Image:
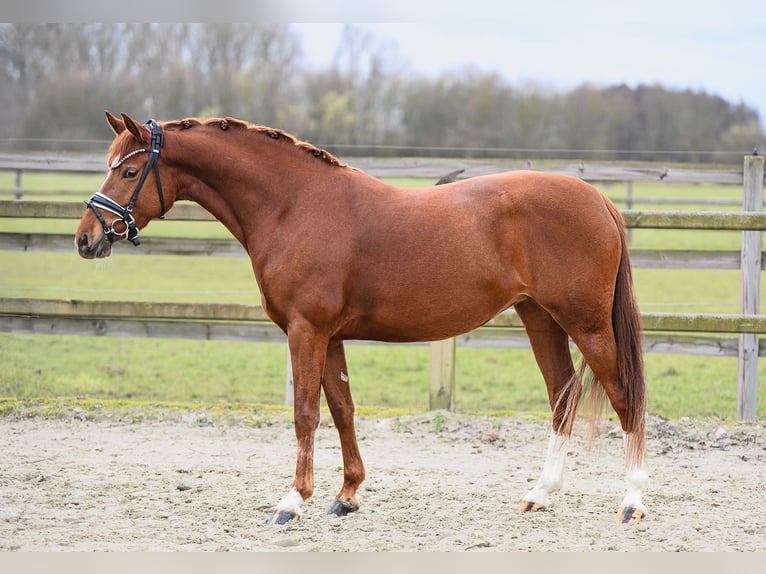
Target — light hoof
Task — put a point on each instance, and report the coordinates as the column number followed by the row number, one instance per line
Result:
column 342, row 507
column 282, row 517
column 529, row 506
column 630, row 515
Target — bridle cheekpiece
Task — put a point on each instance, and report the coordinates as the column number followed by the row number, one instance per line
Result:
column 99, row 201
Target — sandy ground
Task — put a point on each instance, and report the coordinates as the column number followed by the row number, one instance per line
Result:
column 436, row 482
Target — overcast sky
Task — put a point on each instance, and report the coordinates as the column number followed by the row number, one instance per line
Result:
column 717, row 47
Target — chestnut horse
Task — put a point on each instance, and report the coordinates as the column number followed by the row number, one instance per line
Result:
column 340, row 255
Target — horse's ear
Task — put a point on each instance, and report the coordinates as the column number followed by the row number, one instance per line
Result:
column 138, row 131
column 117, row 125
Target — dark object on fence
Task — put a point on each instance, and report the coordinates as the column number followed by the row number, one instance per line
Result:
column 450, row 177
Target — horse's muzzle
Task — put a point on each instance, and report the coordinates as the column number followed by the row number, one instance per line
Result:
column 91, row 247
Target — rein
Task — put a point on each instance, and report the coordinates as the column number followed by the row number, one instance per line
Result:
column 99, row 201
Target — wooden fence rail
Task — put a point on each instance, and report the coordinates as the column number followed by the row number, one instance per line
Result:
column 665, row 332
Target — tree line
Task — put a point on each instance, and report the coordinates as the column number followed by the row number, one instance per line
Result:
column 58, row 78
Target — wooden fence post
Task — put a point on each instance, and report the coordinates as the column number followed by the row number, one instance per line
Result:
column 442, row 395
column 750, row 265
column 17, row 182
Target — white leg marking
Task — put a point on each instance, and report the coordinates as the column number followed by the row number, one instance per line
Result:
column 552, row 476
column 291, row 502
column 637, row 480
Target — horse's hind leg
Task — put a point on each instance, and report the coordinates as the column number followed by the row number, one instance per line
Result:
column 338, row 394
column 550, row 345
column 599, row 350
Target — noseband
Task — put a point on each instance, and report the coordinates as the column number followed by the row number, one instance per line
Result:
column 99, row 201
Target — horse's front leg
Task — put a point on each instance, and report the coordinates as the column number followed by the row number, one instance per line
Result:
column 308, row 352
column 338, row 394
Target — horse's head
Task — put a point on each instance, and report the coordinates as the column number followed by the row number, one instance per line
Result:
column 129, row 198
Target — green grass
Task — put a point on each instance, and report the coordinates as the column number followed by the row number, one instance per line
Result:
column 237, row 375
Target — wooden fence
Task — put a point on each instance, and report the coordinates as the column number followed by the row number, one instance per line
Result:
column 665, row 332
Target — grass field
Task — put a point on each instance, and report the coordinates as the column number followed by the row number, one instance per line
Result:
column 224, row 373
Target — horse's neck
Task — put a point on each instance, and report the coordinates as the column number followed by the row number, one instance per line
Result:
column 244, row 194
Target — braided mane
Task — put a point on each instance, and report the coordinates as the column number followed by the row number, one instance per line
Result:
column 226, row 124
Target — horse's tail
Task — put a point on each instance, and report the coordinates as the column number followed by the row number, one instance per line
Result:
column 628, row 334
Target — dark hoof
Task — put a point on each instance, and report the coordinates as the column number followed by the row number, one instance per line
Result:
column 342, row 508
column 629, row 515
column 282, row 517
column 528, row 506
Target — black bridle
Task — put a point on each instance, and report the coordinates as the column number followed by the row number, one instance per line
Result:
column 99, row 201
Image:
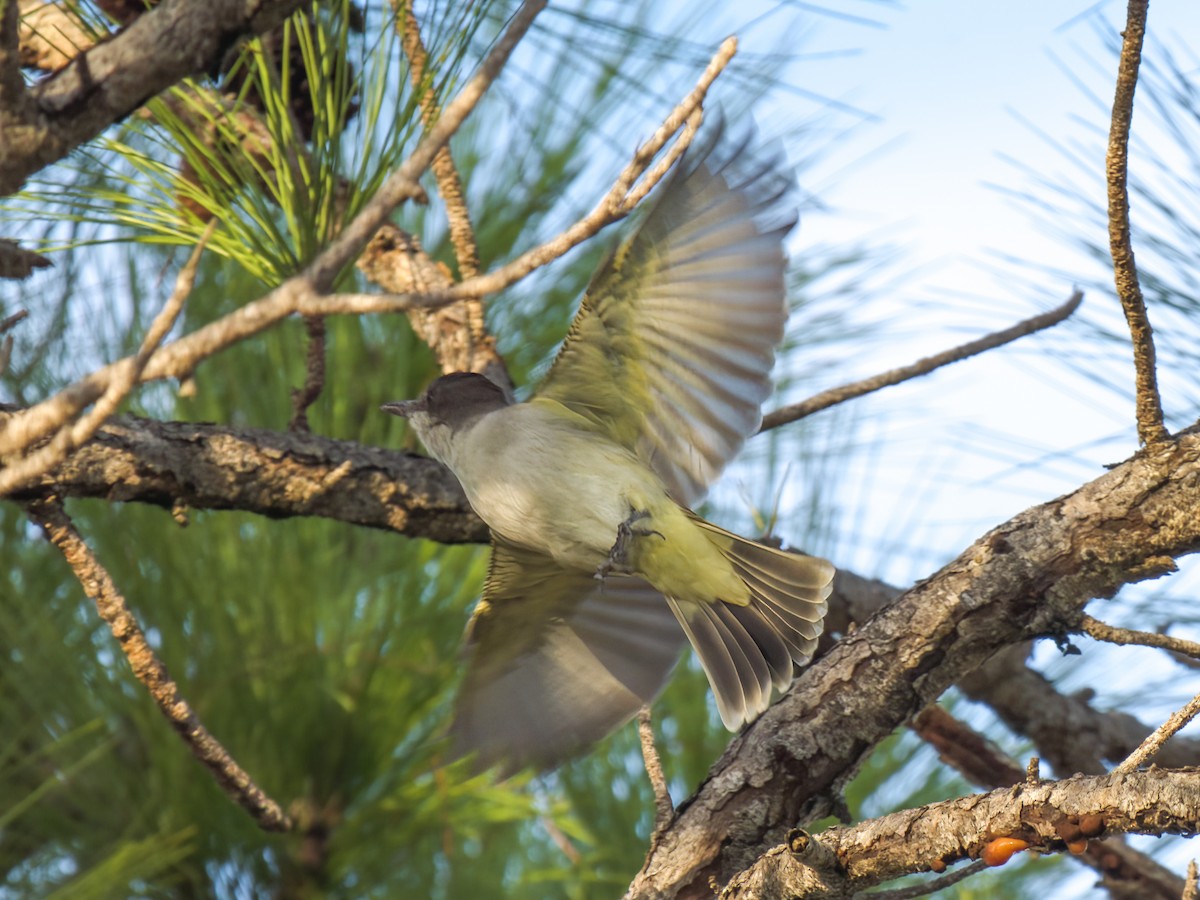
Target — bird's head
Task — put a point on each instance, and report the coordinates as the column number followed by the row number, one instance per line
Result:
column 448, row 408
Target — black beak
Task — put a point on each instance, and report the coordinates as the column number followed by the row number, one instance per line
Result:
column 402, row 407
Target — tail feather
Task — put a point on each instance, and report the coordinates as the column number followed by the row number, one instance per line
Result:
column 745, row 649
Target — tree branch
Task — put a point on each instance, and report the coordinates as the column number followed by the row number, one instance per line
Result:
column 1030, row 576
column 1149, row 403
column 1153, row 744
column 111, row 79
column 31, row 467
column 928, row 838
column 1125, row 871
column 298, row 294
column 275, row 474
column 1110, row 634
column 924, row 366
column 97, row 583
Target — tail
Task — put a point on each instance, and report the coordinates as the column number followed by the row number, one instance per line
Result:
column 747, row 649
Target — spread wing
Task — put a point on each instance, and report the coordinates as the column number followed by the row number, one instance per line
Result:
column 671, row 351
column 557, row 660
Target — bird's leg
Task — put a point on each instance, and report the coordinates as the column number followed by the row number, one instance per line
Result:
column 618, row 556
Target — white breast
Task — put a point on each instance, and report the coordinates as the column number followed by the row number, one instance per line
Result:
column 543, row 483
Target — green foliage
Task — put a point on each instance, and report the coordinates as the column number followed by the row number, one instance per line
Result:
column 323, row 655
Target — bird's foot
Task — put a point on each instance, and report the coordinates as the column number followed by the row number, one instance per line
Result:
column 618, row 556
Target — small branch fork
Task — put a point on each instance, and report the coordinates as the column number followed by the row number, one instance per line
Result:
column 126, row 373
column 924, row 366
column 1149, row 402
column 305, row 293
column 97, row 583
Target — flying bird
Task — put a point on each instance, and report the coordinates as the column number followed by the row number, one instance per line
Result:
column 600, row 569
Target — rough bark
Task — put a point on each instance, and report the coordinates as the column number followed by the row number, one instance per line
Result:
column 1045, row 816
column 111, row 79
column 276, row 474
column 1030, row 576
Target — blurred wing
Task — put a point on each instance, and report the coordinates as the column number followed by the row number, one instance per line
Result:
column 557, row 660
column 671, row 351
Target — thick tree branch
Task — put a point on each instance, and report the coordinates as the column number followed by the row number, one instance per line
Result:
column 1030, row 576
column 28, row 468
column 276, row 474
column 1156, row 802
column 1149, row 403
column 1123, row 871
column 1068, row 732
column 111, row 79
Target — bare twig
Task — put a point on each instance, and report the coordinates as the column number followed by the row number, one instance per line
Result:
column 1151, row 745
column 969, row 751
column 1110, row 634
column 126, row 375
column 298, row 294
column 97, row 583
column 315, row 375
column 6, row 345
column 10, row 322
column 456, row 334
column 621, row 199
column 886, row 379
column 663, row 807
column 1149, row 403
column 929, row 887
column 462, row 233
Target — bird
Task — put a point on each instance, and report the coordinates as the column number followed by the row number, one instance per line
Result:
column 600, row 569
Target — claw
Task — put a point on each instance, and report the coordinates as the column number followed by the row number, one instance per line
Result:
column 618, row 556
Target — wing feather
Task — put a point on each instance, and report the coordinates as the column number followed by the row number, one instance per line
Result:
column 556, row 660
column 671, row 351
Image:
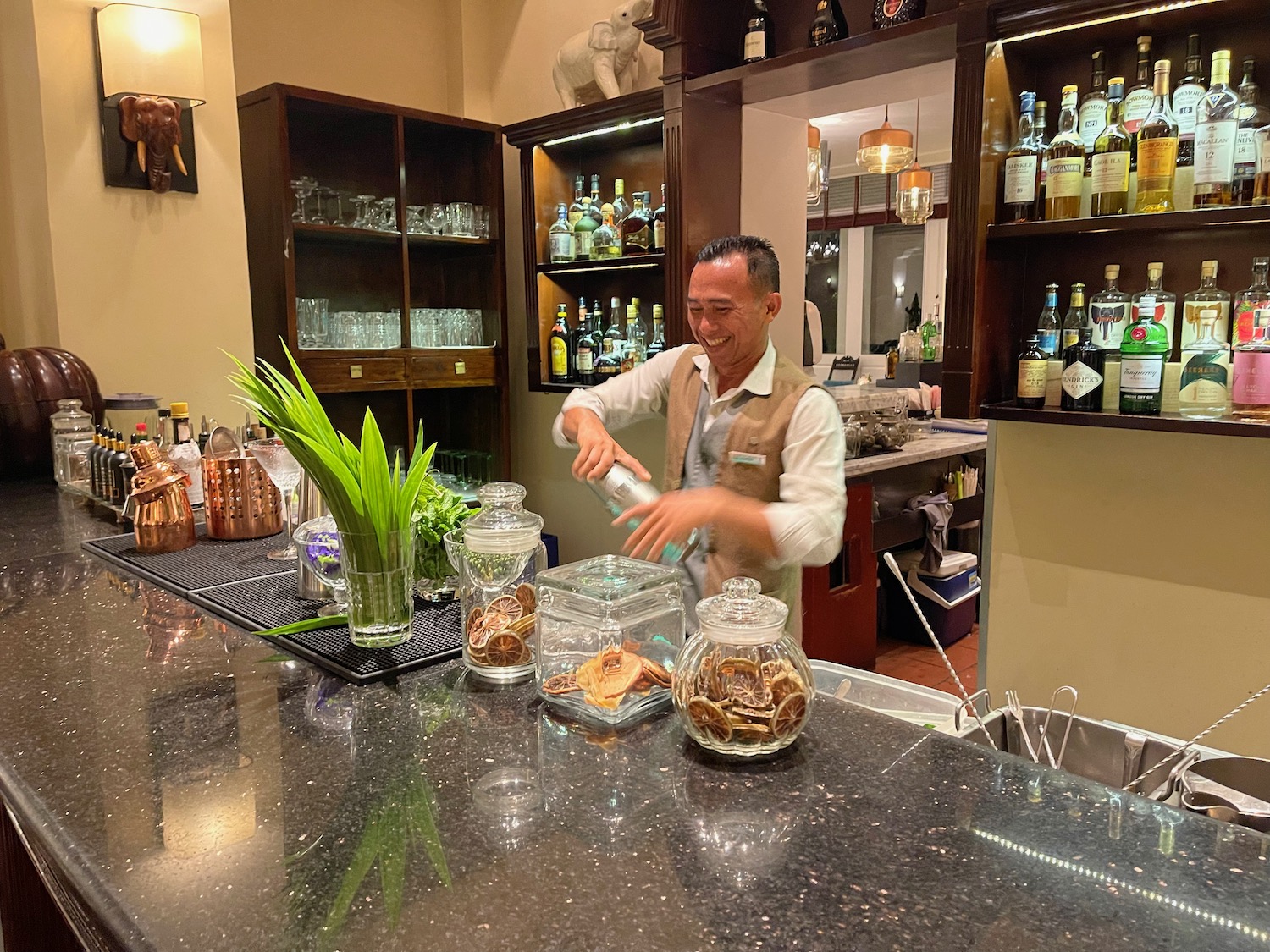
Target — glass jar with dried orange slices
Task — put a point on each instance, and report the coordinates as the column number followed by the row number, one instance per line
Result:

- OBJECTIVE -
Transcribe every line of the records above without any changes, and leave the pictures out of your answer.

- TASK OUTPUT -
Image:
Target — light hoof
Task — put a point on each instance, and report the coordinates as the column number followed by the row number, one instance per line
Result:
column 342, row 507
column 282, row 517
column 529, row 506
column 630, row 515
Target — bridle cheekpiece
Task — put a point on each instance, and report the coordinates as the column number followed by the row number, one instance per line
Result:
column 99, row 201
Target — sandy ground
Task — put a point on each instance, and report the coordinates as the column number followed by the row number, one instance per line
Result:
column 436, row 482
Target — overcast sky
Task — put a point on each instance, and report the coordinates as the column number followed by the row number, one instance per line
Result:
column 717, row 47
Target — chestnut horse
Task — put a point on each instance, and report the coordinates as the column number followed by the row number, one instance per line
Result:
column 340, row 255
Target — horse's ear
Task — put a point on each instance, and report the coordinates as the column number followed by the row number, one instance per line
Result:
column 138, row 131
column 117, row 125
Target — dark object on fence
Task — put a point on each instance, and report the coordinates as the column number followed by the row number, one instance per line
Result:
column 450, row 177
Target — horse's muzzle
Task — put a point on each instance, and report the coordinates as the column number followed by the row number, one instance per line
Result:
column 91, row 247
Target — rein
Task — put a point on each instance, and report the coordinates as the column number followed by the row number, one instance per line
Result:
column 99, row 201
Target — wooden fence rail
Task — put a point on each instance, and report the coordinates as the column number followed by the row number, one instance per line
Result:
column 665, row 332
Target — tree line
Task — put a point on each instance, and report the coordinates as the column number followed by the row number, one instance per line
Result:
column 58, row 78
Target — wooden fence post
Task — put a point on each instance, and report the coordinates as the column number followed by the row number, one instance per line
Result:
column 442, row 395
column 750, row 265
column 17, row 182
Target — white leg marking
Task — put a point on each instance, and report the coordinates as the column number followed by the row number, one instance per line
Result:
column 552, row 476
column 291, row 502
column 637, row 480
Target — horse's hind leg
Task — put a point on each instance, and report the coordinates as the column number followed by the row number, one instance per line
Result:
column 338, row 394
column 550, row 345
column 599, row 350
Target — noseband
Task — put a point on each instance, and report the coordinates as the column number followed by the row number, one instance per line
Result:
column 99, row 201
Target — horse's front leg
Task — put a point on each instance, and report the coordinates as the column number followed by the row number, one instance per line
Result:
column 308, row 352
column 338, row 394
Target — horse's head
Task — put a point on each instance, and report the coordinates as the column number followed by the row number, one instance per line
Result:
column 129, row 198
Target — green grass
Task — put a point on each instance, and report the coordinates as the column number followed by the row number, one instance per line
Result:
column 237, row 375
Target — wooden fence
Task — put a point on each instance, and report the coordinates as the column number followed by the row number, one instance per line
Result:
column 665, row 332
Target — grass field
Task — put a point on each instance, and report the coordinates as the column number followed by the row number, one instance per line
Result:
column 224, row 373
Target — horse's neck
Task — put a point on each instance, and report the coordinates as the column number followed by the row number, one instance per line
Result:
column 244, row 194
Target — braided mane
Task — put a point on each instance, and report the coordinates as the column number followed by the row number, one instance per line
Result:
column 226, row 124
Target — horse's tail
Task — put a point on each instance, and report the coordinates as the column number followed by the row number, one instance per line
Result:
column 628, row 334
Target — dark hoof
Task — put a point on each instance, and report the coordinates as the column number followed by the row number, one instance per line
Result:
column 342, row 508
column 629, row 515
column 282, row 517
column 528, row 506
Target — black bridle
Task — put a point on each instance, and report the coordinates as the column number followed by the row number, one instance per line
Result:
column 99, row 201
Image:
Target — bird's head
Task — put a point on each instance, and report the coordinates as the column number followed by the row number, one instance per line
Result:
column 448, row 408
Target — black beak
Task — put a point on each instance, and report the coordinates as the column number followed by the row number, one instance per line
Result:
column 402, row 407
Target — tail feather
Task — put a point on each instance, and report the coordinates as the column number followed by the row number, one instance per line
Result:
column 745, row 649
Target — tree branch
Task — put a point on each instance, and report the coordinates as the column number followed by the row number, one instance per line
Result:
column 1030, row 576
column 1149, row 403
column 1153, row 744
column 111, row 79
column 31, row 467
column 928, row 838
column 1125, row 871
column 298, row 294
column 275, row 474
column 1110, row 634
column 924, row 366
column 97, row 583
Target — tail
Task — put a point on each instance, and report the coordinates as the column number followed by the row number, one instance per line
Result:
column 747, row 649
Target — spread wing
Task — put a point on each instance, and report the coordinates as the column number followed by the row number, one instance per line
Result:
column 671, row 351
column 557, row 660
Target — bird's leg
Task — put a point on each instance, and report the coordinates as the column number followed by the row number, one instance per line
Result:
column 618, row 556
Target — white breast
Task — put a point on each instance, and report the coordinates as the column number followed by the row number, one instance per line
Result:
column 543, row 483
Target — green foliage
Task — put a point on each instance, and report the coordinates as the column number followed by the row number, one instance per line
Result:
column 323, row 655
Target — bird's foot
Task — put a point on each instance, and report the coordinates as the column number followed by the row number, one instance per line
Result:
column 618, row 556
Target — small branch fork
Task — put a point on each instance, and report the coordinates as the column number followed by the row number, one instance per line
Result:
column 126, row 373
column 924, row 366
column 1149, row 402
column 305, row 293
column 97, row 583
Target — flying bird
Task — put a point on each instance, and report the coordinates as the column number followed by the row number, one instance per line
Result:
column 600, row 569
Target — rough bark
Task — put a point on each instance, and report the coordinates as the column number followed by the row number, one instance per line
Result:
column 1045, row 816
column 111, row 79
column 276, row 474
column 1030, row 576
Target — blurred wing
Task — put a point on each instance, and report the coordinates as the column number followed by the row number, one instance per line
Result:
column 557, row 660
column 671, row 351
Target — thick tree branch
Task — put a point on each instance, and report the coordinates as the column number followed by the row number, one instance per line
Result:
column 1030, row 576
column 28, row 468
column 276, row 474
column 1156, row 802
column 1149, row 403
column 1123, row 871
column 1068, row 732
column 111, row 79
Target — bare twig
Task — put a point on each instance, and report the coordinates as the column number followed by the row number, one instance per line
Result:
column 1151, row 745
column 969, row 751
column 1110, row 634
column 126, row 375
column 298, row 294
column 97, row 583
column 315, row 375
column 6, row 345
column 10, row 322
column 456, row 334
column 621, row 199
column 886, row 379
column 663, row 807
column 1149, row 403
column 929, row 887
column 462, row 233
Target — bird
Task — put a point on each instance, and report the coordinates as the column number followed by the row number, one instance per line
Result:
column 600, row 569
Target — claw
Task — put a point on each instance, and report the coordinates as the column number followed by the row number, one instance per line
Result:
column 618, row 556
Target — wing feather
Task — put a point on each instance, and report the coordinates as the column number followed by the row number, one instance per line
Result:
column 556, row 660
column 671, row 351
Image:
Target — glass jar with dried orange slices
Task — put a point on each instance, and report the coordinates as the column number followed by the row number, one instance per line
Result:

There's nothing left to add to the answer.